## begin Recorded data
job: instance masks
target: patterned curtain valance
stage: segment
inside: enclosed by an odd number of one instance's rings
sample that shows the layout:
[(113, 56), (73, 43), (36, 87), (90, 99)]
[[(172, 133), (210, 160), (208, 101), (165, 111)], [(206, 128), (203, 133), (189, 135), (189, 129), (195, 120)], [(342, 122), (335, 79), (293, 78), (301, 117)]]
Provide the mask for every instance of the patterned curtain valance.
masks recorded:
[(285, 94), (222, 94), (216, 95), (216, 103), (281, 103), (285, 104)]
## end Recorded data
### Short task:
Arrange every line of the material above as a Markdown table with the columns Row and Line. Number the rows in order and skip any blank lines.

### Exercise response:
| Row | Line |
|---|---|
| 1 | job: instance masks |
| 2 | target: patterned curtain valance |
| 3 | stage: segment |
| 4 | inside: enclosed by an odd number of one instance's rings |
| 5 | sample that shows the layout: |
| 6 | [(113, 56), (73, 43), (36, 87), (90, 99)] |
| 7 | [[(172, 133), (210, 160), (208, 101), (165, 111)], [(206, 128), (203, 133), (189, 135), (189, 129), (195, 120)], [(342, 122), (335, 79), (293, 78), (301, 117)]] |
| 8 | Provide the mask for every instance of the patterned curtain valance. |
| 9 | masks recorded: |
| 10 | [(285, 94), (222, 94), (216, 95), (216, 103), (281, 103), (285, 104)] |